- _What you have to do_
All entries must be given again in full, exactly as they were supplied.

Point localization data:
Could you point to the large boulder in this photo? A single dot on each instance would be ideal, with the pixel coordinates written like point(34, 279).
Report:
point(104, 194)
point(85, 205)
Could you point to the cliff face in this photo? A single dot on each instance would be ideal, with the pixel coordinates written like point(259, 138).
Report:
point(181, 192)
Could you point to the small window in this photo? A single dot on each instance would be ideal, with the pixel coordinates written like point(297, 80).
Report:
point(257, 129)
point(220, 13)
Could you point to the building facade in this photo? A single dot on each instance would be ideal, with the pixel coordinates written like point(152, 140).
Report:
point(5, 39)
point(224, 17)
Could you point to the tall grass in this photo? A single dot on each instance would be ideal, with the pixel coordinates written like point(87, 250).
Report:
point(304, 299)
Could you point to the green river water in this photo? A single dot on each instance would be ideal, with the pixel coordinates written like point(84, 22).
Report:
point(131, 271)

- _Exercise answer_
Could you point to the large boulder in this photo? A single dot on each instance would be ideal, with the pixel coordinates written like point(34, 279).
Report:
point(104, 194)
point(85, 205)
Could you point to the cliff face in this photo? A single dot on each instance would be ideal, with the pixel coordinates written like point(259, 138).
Report:
point(181, 192)
Could you point to the small window in this photo? A single dot on each instance would be ideal, with the pixel coordinates written like point(297, 80).
Report:
point(257, 129)
point(220, 13)
Could you point to the building facade in this photo? A single dot on each instance would be ideal, with the pixel coordinates written like point(152, 140).
Report:
point(5, 39)
point(224, 17)
Could you point to the tall grass in this photo? A single dot on each instance would be ideal, with the pixel coordinates written like point(87, 250).
Report:
point(304, 299)
Could you point to the green river water in this photo? A single dot on each instance would be ideal, with the pixel coordinates written like point(84, 22).
Report:
point(131, 271)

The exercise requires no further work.